*WORK TO COMPLETE*. In the entries below, pick out every line that contains the word "ground" and copy each of those lines in full. Matching is case-sensitive.

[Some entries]
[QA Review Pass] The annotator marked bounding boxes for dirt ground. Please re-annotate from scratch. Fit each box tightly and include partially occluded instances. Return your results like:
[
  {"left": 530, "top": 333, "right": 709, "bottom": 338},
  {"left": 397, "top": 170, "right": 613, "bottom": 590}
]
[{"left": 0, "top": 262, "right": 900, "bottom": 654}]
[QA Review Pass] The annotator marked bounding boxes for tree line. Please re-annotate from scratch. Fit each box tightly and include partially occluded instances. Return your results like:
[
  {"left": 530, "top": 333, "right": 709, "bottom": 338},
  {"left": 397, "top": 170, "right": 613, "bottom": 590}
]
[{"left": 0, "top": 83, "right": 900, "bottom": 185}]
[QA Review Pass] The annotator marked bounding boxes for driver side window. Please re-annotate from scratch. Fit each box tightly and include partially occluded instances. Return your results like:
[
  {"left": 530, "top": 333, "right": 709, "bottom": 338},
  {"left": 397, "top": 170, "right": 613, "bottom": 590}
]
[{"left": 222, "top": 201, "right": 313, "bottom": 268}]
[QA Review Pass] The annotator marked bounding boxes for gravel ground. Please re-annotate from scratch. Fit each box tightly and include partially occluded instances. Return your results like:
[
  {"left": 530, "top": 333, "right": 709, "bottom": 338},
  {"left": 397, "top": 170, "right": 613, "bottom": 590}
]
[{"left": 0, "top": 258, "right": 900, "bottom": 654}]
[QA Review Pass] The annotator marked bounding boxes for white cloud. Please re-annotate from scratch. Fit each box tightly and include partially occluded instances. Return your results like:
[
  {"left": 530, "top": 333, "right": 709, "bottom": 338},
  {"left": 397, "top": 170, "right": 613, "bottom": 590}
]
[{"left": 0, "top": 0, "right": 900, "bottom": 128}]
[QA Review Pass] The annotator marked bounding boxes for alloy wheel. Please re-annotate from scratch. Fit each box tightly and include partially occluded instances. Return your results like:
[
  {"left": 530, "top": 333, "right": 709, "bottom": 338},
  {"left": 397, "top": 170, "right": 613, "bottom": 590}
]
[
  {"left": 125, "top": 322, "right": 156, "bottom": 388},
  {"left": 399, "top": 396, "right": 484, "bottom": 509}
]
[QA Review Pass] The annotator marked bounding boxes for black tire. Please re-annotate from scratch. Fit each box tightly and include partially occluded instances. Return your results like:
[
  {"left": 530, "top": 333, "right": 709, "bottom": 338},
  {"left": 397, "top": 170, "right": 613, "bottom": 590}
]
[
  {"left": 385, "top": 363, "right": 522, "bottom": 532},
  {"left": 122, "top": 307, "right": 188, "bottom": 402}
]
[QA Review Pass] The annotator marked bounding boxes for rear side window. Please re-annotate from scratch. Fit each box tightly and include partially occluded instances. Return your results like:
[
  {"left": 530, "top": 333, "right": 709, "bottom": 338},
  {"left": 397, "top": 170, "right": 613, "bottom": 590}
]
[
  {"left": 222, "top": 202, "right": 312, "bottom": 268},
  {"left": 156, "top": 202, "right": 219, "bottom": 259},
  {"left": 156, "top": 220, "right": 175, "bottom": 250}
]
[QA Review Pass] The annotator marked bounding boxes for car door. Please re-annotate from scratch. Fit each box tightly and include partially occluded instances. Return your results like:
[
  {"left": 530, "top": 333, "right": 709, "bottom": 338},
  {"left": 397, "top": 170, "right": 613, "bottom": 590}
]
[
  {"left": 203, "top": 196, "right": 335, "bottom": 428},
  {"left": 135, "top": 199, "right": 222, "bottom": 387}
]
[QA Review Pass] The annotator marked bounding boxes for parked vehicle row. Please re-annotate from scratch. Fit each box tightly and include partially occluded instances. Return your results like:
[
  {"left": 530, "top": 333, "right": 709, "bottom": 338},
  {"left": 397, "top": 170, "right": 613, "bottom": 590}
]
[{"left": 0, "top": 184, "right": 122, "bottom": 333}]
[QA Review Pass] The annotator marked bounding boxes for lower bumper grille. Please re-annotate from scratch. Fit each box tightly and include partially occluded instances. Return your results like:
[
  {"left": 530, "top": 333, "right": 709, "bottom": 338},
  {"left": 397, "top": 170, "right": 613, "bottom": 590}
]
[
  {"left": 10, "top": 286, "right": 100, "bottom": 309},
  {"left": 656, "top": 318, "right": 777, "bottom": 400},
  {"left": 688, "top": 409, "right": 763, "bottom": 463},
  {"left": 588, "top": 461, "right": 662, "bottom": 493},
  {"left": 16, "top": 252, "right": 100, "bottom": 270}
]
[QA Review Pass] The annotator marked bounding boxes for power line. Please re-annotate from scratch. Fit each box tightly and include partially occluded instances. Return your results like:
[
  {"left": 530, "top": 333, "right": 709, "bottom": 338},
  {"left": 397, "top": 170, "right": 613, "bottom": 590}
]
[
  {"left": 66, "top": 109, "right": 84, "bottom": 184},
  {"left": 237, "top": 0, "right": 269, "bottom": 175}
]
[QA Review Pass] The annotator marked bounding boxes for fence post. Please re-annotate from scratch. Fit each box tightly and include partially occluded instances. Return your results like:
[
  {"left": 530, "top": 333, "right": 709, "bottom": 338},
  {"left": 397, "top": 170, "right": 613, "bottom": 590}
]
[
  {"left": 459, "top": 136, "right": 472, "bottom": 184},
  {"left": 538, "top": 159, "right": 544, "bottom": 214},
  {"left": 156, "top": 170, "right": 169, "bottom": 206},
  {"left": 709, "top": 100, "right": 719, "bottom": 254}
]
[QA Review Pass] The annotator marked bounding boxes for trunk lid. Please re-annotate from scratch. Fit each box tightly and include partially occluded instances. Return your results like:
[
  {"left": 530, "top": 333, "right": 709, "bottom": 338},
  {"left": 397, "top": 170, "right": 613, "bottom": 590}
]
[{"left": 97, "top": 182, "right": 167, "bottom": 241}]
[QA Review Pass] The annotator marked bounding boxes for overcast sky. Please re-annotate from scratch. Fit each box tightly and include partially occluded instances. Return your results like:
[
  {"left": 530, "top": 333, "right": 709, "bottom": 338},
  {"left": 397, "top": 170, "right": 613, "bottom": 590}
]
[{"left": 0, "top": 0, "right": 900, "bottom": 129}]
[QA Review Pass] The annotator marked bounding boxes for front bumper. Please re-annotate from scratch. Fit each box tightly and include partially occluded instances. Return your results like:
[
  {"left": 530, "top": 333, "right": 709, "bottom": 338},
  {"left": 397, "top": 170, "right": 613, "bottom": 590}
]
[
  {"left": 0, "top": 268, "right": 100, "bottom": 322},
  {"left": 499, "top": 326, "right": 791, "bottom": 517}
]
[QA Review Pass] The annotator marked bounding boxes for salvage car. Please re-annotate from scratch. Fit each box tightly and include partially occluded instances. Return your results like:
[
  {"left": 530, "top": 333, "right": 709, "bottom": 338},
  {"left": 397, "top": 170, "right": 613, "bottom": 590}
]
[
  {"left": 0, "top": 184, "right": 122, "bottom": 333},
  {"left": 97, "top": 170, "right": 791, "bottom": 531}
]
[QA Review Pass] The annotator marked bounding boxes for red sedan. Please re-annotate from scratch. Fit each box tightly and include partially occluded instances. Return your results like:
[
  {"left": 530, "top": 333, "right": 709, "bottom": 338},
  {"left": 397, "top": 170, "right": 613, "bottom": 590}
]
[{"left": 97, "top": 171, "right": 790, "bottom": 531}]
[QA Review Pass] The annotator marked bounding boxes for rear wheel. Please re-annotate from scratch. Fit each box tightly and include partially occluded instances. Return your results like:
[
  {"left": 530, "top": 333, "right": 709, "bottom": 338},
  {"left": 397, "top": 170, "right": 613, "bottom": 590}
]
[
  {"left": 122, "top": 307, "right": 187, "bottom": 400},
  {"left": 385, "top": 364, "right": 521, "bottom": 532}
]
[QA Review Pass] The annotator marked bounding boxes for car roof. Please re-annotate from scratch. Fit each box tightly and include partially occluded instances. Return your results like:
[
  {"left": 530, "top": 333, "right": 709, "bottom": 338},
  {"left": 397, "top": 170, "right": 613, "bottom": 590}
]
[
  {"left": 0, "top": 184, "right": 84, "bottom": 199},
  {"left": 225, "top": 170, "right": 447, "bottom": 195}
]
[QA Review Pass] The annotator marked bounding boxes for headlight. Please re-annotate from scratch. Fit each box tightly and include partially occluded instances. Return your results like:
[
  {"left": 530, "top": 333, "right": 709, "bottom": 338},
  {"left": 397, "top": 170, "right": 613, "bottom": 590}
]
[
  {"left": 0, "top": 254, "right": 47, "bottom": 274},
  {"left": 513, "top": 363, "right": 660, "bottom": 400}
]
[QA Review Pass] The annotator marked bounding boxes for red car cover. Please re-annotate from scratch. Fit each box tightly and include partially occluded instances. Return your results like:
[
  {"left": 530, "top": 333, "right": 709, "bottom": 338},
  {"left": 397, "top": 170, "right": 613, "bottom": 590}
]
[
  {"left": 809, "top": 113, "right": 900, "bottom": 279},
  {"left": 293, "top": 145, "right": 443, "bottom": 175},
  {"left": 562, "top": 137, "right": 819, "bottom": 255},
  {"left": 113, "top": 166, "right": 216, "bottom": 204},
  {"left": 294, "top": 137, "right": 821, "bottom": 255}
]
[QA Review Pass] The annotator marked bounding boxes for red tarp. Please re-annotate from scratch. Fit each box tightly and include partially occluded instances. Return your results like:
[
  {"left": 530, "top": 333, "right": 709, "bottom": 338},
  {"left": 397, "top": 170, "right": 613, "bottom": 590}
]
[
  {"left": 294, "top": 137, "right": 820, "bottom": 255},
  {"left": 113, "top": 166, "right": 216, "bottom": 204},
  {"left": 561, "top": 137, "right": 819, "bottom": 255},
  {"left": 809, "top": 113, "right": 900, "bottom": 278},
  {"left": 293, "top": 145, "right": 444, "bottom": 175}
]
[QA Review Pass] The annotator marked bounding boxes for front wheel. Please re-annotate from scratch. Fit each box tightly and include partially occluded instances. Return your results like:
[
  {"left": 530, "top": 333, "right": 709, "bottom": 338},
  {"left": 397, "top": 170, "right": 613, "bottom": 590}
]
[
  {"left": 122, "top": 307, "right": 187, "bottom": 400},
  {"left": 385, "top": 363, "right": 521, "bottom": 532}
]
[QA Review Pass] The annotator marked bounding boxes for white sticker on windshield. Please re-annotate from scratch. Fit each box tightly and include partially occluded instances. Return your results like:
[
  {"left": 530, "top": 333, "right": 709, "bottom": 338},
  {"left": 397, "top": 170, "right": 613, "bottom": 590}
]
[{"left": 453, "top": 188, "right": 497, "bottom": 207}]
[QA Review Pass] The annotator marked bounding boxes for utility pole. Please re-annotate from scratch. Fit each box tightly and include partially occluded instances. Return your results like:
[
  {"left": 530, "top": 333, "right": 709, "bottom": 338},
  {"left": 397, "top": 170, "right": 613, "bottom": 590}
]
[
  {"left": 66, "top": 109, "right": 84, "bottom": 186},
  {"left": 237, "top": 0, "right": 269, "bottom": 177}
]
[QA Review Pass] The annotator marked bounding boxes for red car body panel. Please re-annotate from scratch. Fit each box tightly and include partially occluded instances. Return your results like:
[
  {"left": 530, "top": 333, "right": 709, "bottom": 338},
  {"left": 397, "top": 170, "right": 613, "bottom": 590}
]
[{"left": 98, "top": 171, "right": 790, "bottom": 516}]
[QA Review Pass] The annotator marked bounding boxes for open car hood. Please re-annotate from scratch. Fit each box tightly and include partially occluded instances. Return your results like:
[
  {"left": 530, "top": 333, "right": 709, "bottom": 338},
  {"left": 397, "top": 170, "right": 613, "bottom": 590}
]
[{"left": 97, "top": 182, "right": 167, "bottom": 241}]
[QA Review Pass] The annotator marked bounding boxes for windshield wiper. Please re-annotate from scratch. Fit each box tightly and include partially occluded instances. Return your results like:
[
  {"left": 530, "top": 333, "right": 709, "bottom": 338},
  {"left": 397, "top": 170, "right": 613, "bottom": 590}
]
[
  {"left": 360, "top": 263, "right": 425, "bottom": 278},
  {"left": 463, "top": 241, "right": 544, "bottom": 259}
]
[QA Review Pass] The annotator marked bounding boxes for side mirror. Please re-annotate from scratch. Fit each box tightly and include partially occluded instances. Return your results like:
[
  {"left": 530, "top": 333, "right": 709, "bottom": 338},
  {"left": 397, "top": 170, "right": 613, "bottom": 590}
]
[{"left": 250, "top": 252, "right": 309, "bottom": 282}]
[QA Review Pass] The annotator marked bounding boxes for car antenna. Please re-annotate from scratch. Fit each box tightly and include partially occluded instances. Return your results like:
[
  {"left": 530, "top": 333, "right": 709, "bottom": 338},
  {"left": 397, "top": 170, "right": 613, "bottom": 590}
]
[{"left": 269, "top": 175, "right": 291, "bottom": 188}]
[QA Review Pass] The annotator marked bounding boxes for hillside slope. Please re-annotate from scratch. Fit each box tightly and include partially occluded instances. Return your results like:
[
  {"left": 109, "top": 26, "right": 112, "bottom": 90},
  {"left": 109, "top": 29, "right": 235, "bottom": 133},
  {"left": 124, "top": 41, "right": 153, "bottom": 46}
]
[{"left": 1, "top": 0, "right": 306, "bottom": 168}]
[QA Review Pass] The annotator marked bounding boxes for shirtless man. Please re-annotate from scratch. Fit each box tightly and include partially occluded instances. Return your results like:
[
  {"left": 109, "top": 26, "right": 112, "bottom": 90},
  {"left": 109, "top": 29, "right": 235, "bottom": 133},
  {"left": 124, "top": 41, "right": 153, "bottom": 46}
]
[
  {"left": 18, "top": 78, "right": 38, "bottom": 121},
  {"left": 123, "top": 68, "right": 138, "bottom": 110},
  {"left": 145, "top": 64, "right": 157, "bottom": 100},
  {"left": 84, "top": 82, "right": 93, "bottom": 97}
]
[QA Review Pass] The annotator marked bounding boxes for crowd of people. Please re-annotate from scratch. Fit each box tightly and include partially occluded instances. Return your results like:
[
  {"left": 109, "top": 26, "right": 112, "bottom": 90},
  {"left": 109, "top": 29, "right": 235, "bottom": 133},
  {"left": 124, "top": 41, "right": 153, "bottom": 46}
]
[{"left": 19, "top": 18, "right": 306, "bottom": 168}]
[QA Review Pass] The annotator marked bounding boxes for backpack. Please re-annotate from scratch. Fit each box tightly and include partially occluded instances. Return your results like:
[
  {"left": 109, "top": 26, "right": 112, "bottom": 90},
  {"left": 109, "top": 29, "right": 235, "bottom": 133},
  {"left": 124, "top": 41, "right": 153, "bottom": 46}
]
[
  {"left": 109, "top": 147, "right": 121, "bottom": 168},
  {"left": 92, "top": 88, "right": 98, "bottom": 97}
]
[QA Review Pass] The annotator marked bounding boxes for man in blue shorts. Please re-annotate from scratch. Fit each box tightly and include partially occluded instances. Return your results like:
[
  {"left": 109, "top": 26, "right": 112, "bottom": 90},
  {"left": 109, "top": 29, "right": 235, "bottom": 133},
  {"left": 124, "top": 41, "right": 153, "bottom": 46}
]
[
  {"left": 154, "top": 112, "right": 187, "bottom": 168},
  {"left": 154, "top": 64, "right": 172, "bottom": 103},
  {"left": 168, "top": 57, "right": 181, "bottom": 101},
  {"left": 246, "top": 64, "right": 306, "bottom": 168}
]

*CORRECT ANSWER*.
[QA Review Pass] The annotator marked bounding boxes for dirt ground. Please re-annotate from scratch. Fit each box tightly and include partially occluded instances. Return your results like:
[QA Review Pass] The annotator marked bounding boxes for gravel ground. Please re-annotate from scratch. Fit each box tightly and include partially occluded instances. Return your results like:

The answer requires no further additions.